**Records to process:**
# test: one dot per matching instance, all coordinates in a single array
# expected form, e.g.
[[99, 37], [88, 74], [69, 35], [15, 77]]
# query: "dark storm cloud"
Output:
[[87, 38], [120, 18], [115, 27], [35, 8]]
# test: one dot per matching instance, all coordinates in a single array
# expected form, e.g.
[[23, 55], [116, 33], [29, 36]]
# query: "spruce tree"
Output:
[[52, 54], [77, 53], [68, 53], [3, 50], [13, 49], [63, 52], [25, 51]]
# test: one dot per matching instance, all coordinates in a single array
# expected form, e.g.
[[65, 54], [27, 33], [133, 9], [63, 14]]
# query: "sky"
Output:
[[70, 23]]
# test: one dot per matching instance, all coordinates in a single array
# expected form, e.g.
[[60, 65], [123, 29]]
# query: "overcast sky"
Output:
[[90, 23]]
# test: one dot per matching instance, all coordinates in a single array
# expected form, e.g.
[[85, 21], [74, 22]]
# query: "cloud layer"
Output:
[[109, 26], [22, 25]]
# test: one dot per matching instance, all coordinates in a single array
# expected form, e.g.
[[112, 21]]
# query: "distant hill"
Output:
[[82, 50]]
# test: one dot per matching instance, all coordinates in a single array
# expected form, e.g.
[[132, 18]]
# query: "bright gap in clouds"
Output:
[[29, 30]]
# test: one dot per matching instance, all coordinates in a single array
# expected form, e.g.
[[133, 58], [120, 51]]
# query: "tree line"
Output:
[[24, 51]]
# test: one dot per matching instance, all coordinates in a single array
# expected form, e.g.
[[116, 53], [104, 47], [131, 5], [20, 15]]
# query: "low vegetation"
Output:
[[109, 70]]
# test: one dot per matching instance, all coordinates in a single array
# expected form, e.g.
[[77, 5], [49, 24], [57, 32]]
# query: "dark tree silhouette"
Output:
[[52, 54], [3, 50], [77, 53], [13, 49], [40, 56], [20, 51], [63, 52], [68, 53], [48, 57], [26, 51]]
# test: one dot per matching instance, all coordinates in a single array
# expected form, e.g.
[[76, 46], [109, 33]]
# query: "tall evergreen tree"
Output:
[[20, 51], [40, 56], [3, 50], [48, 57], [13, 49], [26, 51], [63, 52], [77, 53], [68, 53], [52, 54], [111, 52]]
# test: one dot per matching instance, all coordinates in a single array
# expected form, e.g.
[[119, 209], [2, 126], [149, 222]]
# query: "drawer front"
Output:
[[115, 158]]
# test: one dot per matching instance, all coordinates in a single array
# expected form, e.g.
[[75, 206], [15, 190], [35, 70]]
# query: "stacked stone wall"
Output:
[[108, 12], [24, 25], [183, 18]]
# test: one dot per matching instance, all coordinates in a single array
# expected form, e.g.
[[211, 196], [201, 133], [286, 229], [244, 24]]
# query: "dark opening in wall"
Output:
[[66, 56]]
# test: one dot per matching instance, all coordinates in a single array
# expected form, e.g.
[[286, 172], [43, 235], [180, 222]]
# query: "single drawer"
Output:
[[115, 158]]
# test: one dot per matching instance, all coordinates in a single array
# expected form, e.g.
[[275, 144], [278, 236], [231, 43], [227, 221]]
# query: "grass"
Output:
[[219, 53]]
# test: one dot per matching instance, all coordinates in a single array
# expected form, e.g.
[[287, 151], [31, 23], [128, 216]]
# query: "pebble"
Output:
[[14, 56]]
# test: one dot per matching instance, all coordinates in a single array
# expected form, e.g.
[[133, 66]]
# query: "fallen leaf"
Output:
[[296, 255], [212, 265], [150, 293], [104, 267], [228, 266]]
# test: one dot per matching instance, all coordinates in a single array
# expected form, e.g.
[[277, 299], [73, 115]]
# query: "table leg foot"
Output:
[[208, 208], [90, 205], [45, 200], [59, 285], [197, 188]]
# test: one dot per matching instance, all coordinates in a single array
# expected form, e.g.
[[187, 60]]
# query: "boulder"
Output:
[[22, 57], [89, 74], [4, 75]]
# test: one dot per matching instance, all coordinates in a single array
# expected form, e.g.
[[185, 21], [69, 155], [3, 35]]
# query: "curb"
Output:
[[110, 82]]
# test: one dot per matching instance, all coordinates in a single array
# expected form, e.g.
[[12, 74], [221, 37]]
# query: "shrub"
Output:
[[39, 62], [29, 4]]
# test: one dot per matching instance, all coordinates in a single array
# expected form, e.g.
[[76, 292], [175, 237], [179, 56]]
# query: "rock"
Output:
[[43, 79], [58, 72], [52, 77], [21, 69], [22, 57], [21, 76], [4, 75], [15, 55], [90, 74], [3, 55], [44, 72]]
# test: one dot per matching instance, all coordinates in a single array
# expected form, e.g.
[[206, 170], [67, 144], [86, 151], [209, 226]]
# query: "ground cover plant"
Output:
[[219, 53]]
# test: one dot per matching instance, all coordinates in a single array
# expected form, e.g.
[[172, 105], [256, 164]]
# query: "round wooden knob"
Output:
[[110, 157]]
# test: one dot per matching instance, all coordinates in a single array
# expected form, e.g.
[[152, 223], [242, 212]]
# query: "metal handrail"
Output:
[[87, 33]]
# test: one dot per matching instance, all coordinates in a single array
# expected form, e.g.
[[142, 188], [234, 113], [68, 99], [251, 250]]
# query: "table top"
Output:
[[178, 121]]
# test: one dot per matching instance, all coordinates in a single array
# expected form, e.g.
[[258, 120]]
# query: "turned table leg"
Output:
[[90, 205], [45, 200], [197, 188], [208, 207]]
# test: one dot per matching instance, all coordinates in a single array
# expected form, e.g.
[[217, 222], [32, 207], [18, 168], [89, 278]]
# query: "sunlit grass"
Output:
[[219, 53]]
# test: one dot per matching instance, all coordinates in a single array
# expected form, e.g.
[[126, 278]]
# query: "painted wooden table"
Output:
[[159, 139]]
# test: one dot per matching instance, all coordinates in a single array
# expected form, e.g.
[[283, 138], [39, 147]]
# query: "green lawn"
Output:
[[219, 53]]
==
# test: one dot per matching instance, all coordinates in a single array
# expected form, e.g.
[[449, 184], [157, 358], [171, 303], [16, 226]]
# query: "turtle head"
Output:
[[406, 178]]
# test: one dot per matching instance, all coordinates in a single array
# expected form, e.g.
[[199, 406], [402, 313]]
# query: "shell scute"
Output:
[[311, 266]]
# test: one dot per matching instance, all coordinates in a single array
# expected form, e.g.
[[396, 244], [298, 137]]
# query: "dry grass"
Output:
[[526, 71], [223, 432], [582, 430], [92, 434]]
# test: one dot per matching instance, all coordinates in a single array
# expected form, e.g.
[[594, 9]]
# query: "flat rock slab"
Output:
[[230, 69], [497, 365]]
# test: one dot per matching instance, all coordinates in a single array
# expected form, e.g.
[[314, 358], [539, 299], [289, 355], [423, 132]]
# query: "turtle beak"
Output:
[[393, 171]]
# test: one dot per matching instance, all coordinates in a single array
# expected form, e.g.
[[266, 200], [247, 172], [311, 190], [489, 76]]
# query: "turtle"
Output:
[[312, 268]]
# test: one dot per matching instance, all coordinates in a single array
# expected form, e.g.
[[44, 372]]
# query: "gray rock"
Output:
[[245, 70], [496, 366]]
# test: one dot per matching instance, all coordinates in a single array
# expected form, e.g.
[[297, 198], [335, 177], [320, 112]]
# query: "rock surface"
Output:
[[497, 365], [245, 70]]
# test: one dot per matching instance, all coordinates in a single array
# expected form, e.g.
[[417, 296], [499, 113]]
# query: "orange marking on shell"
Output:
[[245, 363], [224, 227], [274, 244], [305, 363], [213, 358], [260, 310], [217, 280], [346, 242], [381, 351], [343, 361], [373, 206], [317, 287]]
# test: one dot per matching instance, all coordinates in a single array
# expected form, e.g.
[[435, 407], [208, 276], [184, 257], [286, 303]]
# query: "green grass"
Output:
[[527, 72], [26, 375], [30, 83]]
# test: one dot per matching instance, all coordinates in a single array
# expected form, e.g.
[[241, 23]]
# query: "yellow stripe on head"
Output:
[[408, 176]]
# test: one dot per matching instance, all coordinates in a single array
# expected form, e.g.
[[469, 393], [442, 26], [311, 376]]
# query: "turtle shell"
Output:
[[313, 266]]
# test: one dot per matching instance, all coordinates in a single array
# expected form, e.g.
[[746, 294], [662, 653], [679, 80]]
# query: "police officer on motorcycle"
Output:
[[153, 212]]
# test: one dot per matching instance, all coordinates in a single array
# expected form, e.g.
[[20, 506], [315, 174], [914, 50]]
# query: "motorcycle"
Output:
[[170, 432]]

**Aim:** Which lines in the rows above contain the string "head"? Find each one and copy it out.

**Solution to this problem:**
# query: "turtle head"
# query: "yellow stripe on head"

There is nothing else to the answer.